• TASK DIRECTIONS
Exactly repeat the full listing that follows.

• GIVEN DATA
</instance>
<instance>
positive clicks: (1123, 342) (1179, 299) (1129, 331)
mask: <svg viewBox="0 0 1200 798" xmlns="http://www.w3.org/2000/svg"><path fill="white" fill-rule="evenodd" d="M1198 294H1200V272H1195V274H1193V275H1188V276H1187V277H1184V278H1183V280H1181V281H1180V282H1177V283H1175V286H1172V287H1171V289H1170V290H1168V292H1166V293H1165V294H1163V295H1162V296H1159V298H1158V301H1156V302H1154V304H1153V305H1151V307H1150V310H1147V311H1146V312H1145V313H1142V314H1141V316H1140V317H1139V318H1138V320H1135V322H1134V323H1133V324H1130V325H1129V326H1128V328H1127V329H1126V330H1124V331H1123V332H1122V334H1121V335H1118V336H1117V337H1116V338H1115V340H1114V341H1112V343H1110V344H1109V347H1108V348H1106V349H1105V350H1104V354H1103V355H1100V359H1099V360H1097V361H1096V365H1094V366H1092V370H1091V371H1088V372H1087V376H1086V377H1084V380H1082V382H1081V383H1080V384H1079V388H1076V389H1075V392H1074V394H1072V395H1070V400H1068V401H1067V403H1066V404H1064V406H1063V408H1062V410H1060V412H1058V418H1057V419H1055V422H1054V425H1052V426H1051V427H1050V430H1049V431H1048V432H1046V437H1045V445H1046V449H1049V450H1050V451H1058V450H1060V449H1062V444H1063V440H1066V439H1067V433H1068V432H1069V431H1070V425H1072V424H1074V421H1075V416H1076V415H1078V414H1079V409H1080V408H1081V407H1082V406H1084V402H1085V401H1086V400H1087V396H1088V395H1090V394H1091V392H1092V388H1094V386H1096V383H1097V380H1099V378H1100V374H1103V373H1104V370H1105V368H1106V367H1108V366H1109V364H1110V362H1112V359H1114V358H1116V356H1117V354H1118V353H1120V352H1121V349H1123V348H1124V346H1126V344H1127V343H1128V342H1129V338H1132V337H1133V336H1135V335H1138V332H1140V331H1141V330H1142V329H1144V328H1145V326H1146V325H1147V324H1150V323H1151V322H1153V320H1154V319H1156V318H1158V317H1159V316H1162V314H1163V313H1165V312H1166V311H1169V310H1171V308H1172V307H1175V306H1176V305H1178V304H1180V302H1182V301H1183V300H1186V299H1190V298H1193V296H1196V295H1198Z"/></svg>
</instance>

• RESULT OF THIS TASK
</instance>
<instance>
positive clicks: (1123, 342) (1179, 299) (1129, 331)
mask: <svg viewBox="0 0 1200 798" xmlns="http://www.w3.org/2000/svg"><path fill="white" fill-rule="evenodd" d="M1198 294H1200V272H1195V274H1193V275H1188V276H1187V277H1184V278H1183V280H1181V281H1180V282H1177V283H1175V286H1172V287H1171V289H1170V290H1168V292H1166V293H1165V294H1163V295H1162V296H1159V298H1158V301H1156V302H1154V304H1153V305H1151V307H1150V310H1147V311H1146V312H1145V313H1142V314H1141V316H1140V317H1139V318H1138V320H1135V322H1134V323H1133V324H1130V325H1129V326H1128V328H1127V329H1126V330H1124V331H1123V332H1122V334H1121V335H1118V336H1117V337H1116V338H1115V340H1114V341H1112V343H1110V344H1109V347H1108V348H1106V349H1105V350H1104V354H1103V355H1100V359H1099V360H1097V361H1096V365H1094V366H1092V370H1091V371H1088V372H1087V376H1086V377H1084V380H1082V382H1081V383H1080V384H1079V388H1076V389H1075V392H1074V394H1072V395H1070V400H1068V401H1067V403H1066V404H1064V406H1063V408H1062V410H1060V412H1058V418H1057V419H1055V422H1054V425H1052V426H1051V427H1050V430H1049V431H1048V432H1046V437H1045V445H1046V449H1049V450H1050V451H1058V450H1060V449H1062V444H1063V440H1066V439H1067V433H1068V432H1069V431H1070V425H1072V424H1074V421H1075V416H1076V415H1078V414H1079V409H1080V408H1081V407H1082V406H1084V402H1085V401H1086V400H1087V396H1088V395H1090V394H1091V392H1092V388H1094V386H1096V383H1097V380H1099V378H1100V374H1103V373H1104V370H1105V368H1106V367H1108V366H1109V364H1110V362H1112V359H1114V358H1116V356H1117V354H1118V353H1120V352H1121V349H1123V348H1124V346H1126V344H1127V343H1128V342H1129V338H1132V337H1133V336H1135V335H1138V332H1140V331H1141V330H1142V329H1144V328H1145V326H1146V325H1147V324H1150V323H1151V322H1153V320H1154V319H1156V318H1158V317H1159V316H1162V314H1163V313H1165V312H1166V311H1169V310H1171V308H1172V307H1175V306H1176V305H1178V304H1180V302H1182V301H1183V300H1186V299H1190V298H1193V296H1196V295H1198Z"/></svg>
</instance>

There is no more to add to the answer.